## start Given entries

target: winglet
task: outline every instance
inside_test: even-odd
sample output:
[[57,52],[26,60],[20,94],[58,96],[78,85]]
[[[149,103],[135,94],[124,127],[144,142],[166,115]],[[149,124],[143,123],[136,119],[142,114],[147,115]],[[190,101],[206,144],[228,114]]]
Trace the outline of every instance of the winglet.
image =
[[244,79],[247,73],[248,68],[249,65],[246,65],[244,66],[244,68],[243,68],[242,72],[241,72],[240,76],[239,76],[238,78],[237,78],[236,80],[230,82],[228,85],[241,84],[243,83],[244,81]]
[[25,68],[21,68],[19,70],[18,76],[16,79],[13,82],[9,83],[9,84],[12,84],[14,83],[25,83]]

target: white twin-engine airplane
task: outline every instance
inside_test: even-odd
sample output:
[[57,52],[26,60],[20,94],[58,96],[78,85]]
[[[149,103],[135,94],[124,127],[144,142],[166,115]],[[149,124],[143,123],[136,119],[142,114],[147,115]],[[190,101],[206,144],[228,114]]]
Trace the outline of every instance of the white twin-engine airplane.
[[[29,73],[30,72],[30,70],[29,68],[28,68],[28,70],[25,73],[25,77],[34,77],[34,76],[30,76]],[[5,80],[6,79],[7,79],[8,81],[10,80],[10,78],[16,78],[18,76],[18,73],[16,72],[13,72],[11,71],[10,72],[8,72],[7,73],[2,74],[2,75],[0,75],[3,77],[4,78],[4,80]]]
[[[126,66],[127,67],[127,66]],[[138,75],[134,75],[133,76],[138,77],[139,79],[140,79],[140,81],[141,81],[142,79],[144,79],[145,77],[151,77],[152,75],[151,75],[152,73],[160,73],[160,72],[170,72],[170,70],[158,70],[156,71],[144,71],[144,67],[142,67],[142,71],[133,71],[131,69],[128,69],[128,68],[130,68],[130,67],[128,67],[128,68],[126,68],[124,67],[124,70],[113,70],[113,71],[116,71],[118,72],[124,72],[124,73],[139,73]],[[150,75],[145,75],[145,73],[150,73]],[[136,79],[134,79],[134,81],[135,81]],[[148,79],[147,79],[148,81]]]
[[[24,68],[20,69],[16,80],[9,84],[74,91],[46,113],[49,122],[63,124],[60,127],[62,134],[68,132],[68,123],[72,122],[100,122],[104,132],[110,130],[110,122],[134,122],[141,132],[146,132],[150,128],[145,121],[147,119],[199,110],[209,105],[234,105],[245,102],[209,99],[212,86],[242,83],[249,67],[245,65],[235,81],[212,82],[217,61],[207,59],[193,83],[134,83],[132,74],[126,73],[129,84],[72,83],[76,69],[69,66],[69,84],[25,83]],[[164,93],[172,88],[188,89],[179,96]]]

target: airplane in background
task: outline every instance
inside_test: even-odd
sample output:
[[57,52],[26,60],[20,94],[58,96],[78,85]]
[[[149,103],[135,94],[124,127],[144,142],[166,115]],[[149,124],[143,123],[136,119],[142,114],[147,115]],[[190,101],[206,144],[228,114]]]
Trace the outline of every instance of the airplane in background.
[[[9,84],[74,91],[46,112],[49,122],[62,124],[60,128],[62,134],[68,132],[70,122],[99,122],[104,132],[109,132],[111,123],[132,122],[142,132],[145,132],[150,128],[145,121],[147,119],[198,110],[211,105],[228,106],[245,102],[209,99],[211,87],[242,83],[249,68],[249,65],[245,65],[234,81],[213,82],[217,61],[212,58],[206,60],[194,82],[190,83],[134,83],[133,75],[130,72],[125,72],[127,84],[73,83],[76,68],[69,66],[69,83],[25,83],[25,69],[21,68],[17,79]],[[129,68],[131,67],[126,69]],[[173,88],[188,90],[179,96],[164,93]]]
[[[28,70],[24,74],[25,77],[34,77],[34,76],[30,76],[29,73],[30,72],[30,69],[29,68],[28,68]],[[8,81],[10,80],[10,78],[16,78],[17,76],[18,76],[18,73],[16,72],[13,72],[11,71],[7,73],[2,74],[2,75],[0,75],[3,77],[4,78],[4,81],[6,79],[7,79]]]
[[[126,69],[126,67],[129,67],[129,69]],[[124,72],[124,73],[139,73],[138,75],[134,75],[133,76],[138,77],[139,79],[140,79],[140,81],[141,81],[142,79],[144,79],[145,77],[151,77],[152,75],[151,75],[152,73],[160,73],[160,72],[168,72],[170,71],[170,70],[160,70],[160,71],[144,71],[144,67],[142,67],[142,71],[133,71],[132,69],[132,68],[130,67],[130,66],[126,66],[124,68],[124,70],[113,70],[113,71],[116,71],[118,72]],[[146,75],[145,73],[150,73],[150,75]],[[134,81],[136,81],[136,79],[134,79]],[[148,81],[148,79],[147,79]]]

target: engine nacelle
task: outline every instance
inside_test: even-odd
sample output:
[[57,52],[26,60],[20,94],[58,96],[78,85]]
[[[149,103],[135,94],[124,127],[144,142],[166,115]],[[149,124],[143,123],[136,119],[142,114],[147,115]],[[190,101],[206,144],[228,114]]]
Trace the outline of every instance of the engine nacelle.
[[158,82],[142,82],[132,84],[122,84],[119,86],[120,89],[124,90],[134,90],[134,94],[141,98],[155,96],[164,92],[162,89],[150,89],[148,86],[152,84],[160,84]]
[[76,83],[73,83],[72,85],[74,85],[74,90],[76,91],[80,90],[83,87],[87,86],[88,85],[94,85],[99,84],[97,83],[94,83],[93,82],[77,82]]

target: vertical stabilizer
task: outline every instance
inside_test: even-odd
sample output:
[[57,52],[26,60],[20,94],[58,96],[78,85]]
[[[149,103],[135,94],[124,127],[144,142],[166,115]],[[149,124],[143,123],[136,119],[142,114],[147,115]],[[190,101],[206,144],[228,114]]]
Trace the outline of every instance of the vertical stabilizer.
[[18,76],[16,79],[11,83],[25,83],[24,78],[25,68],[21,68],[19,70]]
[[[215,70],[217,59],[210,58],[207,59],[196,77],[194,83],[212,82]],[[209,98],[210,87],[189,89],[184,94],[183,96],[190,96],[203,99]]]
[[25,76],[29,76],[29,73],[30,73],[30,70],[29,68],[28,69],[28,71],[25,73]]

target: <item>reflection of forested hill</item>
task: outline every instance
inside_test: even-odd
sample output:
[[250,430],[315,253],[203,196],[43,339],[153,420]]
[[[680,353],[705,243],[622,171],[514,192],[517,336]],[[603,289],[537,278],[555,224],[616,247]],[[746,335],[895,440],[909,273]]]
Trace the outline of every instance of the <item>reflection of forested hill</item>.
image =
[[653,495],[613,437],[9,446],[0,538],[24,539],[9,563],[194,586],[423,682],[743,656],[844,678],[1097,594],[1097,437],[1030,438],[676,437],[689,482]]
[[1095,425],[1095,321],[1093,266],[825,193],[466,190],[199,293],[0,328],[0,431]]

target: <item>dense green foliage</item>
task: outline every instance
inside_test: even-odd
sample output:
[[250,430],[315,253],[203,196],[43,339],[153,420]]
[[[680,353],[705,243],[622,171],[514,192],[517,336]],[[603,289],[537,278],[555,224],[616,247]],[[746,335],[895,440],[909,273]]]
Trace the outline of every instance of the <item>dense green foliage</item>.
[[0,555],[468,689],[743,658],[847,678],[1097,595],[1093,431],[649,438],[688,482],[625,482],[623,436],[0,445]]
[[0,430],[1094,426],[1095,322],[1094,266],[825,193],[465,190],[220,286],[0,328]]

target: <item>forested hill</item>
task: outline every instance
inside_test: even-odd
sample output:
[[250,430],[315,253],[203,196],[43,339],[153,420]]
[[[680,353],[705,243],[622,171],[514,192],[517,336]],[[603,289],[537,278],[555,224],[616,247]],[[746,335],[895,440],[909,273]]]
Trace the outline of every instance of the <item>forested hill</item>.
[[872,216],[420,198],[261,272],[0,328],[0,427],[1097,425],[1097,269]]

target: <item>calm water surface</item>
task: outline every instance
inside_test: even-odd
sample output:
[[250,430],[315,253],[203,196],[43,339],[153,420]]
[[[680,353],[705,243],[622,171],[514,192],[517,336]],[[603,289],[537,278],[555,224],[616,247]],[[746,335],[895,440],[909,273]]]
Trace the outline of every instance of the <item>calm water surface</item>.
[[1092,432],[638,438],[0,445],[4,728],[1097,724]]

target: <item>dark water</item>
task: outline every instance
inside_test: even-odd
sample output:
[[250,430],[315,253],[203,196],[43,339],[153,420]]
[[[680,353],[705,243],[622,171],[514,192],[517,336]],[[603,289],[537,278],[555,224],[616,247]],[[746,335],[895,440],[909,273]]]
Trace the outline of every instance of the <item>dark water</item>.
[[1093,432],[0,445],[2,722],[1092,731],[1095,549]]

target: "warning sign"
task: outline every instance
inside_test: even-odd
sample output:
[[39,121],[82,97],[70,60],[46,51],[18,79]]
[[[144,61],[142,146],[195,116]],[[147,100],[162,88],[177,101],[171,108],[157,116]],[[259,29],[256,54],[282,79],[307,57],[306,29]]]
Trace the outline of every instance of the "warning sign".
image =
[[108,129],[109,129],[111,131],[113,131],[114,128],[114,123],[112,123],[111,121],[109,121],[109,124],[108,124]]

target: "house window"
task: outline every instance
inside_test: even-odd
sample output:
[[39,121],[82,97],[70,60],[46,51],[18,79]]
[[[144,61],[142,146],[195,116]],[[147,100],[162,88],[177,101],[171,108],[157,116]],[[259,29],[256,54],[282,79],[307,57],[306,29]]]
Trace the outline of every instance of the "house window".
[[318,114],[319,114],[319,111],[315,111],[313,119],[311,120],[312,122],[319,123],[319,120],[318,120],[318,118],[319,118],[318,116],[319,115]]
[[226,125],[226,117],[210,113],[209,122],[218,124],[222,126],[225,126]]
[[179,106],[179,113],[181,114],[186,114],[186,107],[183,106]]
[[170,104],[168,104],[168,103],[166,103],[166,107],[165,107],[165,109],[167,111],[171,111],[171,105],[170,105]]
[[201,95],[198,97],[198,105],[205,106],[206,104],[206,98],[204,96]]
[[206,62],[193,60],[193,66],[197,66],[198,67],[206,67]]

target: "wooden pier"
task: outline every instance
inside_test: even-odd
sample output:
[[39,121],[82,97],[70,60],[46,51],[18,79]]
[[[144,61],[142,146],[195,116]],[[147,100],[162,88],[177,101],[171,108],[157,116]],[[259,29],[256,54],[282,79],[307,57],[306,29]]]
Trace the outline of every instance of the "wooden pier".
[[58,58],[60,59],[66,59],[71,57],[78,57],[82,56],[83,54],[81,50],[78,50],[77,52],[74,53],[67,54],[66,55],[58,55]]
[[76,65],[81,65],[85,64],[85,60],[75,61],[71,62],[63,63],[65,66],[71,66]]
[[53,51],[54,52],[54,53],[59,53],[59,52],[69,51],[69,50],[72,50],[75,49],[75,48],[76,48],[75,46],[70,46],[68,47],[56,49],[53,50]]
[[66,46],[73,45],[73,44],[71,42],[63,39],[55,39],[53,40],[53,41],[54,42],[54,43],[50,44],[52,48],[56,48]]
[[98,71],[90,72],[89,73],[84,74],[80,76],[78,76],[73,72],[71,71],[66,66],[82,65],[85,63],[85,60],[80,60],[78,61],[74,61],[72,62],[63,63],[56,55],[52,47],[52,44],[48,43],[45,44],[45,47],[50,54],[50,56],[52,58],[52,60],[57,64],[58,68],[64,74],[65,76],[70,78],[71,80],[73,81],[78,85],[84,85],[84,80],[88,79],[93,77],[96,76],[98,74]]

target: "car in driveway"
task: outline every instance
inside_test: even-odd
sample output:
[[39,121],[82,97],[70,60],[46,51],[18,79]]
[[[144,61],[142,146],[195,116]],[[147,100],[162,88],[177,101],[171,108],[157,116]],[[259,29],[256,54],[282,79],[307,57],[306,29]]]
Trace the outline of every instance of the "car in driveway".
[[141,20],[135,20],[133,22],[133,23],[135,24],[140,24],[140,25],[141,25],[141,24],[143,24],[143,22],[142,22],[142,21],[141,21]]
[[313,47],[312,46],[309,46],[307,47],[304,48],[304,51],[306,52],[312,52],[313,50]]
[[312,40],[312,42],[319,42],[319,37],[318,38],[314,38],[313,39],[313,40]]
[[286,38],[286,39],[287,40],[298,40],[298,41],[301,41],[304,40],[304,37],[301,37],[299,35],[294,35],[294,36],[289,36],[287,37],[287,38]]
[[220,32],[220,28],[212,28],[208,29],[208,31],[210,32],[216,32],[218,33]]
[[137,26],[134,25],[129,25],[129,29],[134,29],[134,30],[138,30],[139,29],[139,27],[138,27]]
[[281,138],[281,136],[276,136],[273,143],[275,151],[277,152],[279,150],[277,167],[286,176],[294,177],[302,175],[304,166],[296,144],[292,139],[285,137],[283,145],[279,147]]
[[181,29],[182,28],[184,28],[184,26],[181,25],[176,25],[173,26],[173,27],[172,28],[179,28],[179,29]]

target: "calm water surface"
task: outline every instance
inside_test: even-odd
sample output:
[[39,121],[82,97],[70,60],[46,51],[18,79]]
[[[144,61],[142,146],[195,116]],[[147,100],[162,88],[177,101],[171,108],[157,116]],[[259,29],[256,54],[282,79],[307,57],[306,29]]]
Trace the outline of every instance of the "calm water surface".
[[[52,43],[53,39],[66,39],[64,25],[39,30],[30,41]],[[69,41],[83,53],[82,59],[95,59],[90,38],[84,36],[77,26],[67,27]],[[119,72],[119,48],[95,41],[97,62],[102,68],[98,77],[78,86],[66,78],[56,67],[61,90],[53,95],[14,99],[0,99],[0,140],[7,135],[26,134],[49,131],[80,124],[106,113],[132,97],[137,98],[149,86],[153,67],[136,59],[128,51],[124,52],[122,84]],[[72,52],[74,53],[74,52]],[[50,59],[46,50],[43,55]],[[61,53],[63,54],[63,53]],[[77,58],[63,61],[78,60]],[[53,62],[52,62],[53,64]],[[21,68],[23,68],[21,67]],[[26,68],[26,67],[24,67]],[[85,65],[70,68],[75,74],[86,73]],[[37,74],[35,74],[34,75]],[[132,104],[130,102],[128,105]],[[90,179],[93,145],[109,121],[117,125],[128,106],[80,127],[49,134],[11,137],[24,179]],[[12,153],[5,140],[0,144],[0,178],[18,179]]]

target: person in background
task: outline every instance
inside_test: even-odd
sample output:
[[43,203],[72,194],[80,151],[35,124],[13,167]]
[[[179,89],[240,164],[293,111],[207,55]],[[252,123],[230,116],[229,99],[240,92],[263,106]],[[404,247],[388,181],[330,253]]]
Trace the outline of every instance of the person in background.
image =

## end Given entries

Exercise →
Scale the rows starting at the line that contains "target: <item>dense green foliage</item>" and ending at the line that contains "[[1092,432],[638,438],[0,445],[4,728],[1097,724]]", both included, and give all of those lines again. Multiply every coordinate in the answer outlines by 1.8 and round to whole numbers, halves up, while keeping the requests and their sample outputs unchanged.

Solution to this exercise →
target: <item>dense green foliage</item>
task: outline every instance
inside_test: even-odd
sample output:
[[250,430],[315,253],[203,196],[43,339],[153,420]]
[[[680,353],[705,243],[622,171],[514,192],[517,336]],[[603,289],[537,278],[555,224],[616,247]],[[746,335],[895,440],[909,273]]]
Trace the outline of every instance of the <item>dense green foliage</item>.
[[0,999],[842,1240],[1337,1184],[1525,1220],[1975,1071],[1967,776],[1168,788],[1238,868],[1125,868],[1121,785],[0,801]]
[[0,774],[1969,767],[1971,580],[1969,479],[1485,347],[837,342],[396,515],[0,590]]

target: <item>forested hill</item>
task: outline every instance
inside_test: even-odd
sample output:
[[250,430],[315,253],[203,196],[43,339],[153,420]]
[[[680,353],[705,243],[622,171],[514,192],[517,336]],[[603,289],[537,278],[555,224],[616,247]],[[746,335],[895,440],[909,273]]]
Trace the outline of every instance of the <item>forested hill</item>.
[[1570,389],[756,356],[470,490],[0,590],[0,769],[1975,765],[1975,484]]

target: <item>calm water surface</item>
task: outline every instance
inside_test: even-odd
sample output:
[[250,430],[315,253],[203,196],[43,339],[153,420]]
[[[680,353],[705,243],[622,171],[514,192],[517,336]],[[603,289],[537,278],[555,224],[616,247]],[[746,335],[895,440],[909,273]]]
Trace the outline of every instance of the <item>calm water surface</item>.
[[1966,778],[1148,788],[0,801],[7,1310],[1975,1303]]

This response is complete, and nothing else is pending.